Exercise 1
Decide whether each statement below agrees with the email thread, answering yes or no and quoting the deciding words from the thread. (a) The patch subject says it stops opencoding memcpy(). (b) Jan Beulich's message was sent at 13:06. (c) Paul Durrant replied that there is a potential functional change.

Passage shown
○ ○ ○ ○ ○ ○ ○

On 24/09/18 13:18, Paul Durrant wrote:
>> -----Original Message-----
>> From: Jan Beulich [mailto:[email protected]]
>> Sent: 24 September 2018 13:16
>> To: Paul Durrant <[email protected]>
>> Cc: Brian Woods <[email protected]>; Suravee Suthikulpanit
>> <[email protected]>; Andrew Cooper
>> <[email protected]>; Roger Pau Monne <[email protected]>; Wei
>> Liu <[email protected]>; Xen-devel <[email protected]>
>> Subject: RE: [PATCH 1/2] x86/SVM-IOMMU: Don't opencode memcpy() in
>> queue_iommu_command()
>>
>>>>> On 24.09.18 at 14:09, <[email protected]> wrote:
>>>>  -----Original Message-----
>>>> From: Andrew Cooper
>>>> Sent: 24 September 2018 13:06
>>>> To: Paul Durrant <[email protected]>; Xen-devel <xen-
>>>> [email protected]>
>>>> Cc: Jan Beulich <[email protected]>; Wei Liu <[email protected]>;
>> Roger
>>>> Pau Monne <[email protected]>; Suravee Suthikulpanit
>>>> <[email protected]>; Brian Woods <[email protected]>
>>>> Subject: Re: [PATCH 1/2] x86/SVM-IOMMU: Don't opencode memcpy() in
>>>> queue_iommu_command()
>>>>
>>>> On 24/09/18 12:59, Paul Durrant wrote:
>>>>>> -----Original Message-----
>>>>>> From: Andrew Cooper [mailto:[email protected]]
>>>>>> Sent: 24 September 2018 11:55
>>>>>> To: Xen-devel <[email protected]>
>>>>>> Cc: Andrew Cooper <[email protected]>; Jan Beulich
>>>>>> <[email protected]>; Wei Liu <[email protected]>; Roger Pau Monne
>>>>>> <[email protected]>; Paul Durrant <[email protected]>;
>> Suravee
>>>>>> Suthikulpanit <[email protected]>; Brian Woods
>>>>>> <[email protected]>
>>>>>> Subject: [PATCH 1/2] x86/SVM-IOMMU: Don't opencode memcpy() in
>>>>>> queue_iommu_command()
>>>>>>
>>>>>> In practice, this allows the compiler to replace the loop with a
>> pair
>>>> of
>>>>>> movs.
>>>>>>
>>>>>> No functional change.
>>>>> Well there is a potential functional change...

○ ○ ○ ○ ○ ○ ○

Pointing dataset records
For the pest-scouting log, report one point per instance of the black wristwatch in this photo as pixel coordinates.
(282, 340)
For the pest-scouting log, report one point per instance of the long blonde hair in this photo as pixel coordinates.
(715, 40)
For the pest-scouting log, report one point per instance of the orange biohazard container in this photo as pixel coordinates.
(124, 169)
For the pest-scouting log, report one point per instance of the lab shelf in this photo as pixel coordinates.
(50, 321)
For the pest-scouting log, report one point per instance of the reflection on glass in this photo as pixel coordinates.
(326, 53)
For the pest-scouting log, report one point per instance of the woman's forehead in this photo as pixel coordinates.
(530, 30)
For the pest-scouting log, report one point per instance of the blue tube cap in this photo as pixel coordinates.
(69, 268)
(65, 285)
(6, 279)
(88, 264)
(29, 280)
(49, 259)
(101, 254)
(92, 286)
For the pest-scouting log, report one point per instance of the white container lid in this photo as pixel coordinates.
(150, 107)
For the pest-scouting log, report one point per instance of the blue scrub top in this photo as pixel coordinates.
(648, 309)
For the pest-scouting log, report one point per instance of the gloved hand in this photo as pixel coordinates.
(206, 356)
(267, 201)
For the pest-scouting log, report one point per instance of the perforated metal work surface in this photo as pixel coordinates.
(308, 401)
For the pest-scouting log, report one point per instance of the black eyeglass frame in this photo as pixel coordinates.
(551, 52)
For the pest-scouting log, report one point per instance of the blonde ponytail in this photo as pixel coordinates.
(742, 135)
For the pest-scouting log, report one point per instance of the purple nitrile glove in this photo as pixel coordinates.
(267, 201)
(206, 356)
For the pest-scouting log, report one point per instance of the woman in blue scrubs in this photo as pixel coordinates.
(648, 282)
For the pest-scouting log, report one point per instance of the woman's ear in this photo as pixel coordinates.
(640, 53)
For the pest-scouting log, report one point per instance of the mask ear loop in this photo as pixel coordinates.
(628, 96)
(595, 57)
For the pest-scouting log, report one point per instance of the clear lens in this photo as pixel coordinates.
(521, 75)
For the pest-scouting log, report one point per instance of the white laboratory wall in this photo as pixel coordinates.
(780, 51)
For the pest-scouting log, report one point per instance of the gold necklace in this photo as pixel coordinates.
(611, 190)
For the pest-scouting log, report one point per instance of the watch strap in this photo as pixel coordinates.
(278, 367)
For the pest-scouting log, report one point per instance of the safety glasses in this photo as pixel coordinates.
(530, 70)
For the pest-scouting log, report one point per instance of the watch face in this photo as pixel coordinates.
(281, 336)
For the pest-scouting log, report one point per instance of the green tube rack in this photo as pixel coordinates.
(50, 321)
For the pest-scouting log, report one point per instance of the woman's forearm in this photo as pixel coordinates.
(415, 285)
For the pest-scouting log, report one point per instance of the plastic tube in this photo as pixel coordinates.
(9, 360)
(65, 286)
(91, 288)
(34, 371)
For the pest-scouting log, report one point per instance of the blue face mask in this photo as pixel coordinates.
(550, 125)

○ ○ ○ ○ ○ ○ ○

Exercise 2
Locate every line of the records that contains the word "blue", and copy each of those lines.

Task answer 1
(a) Yes: "x86/SVM-IOMMU: Don't opencode memcpy() in"
(b) No: "Sent: 24 September 2018 13:16"
(c) Yes: "Well there is a potential functional change..."

Task answer 2
For the pest-scouting log, report one point per instance of the blue tube cap in this photo as pixel coordinates.
For the pest-scouting log, report one point per instance of the blue scrub top in this photo as pixel coordinates.
For the pest-scouting log, report one point per instance of the woman in blue scrubs in this photo as pixel coordinates.
For the pest-scouting log, report one point per instance of the blue face mask in this photo as pixel coordinates.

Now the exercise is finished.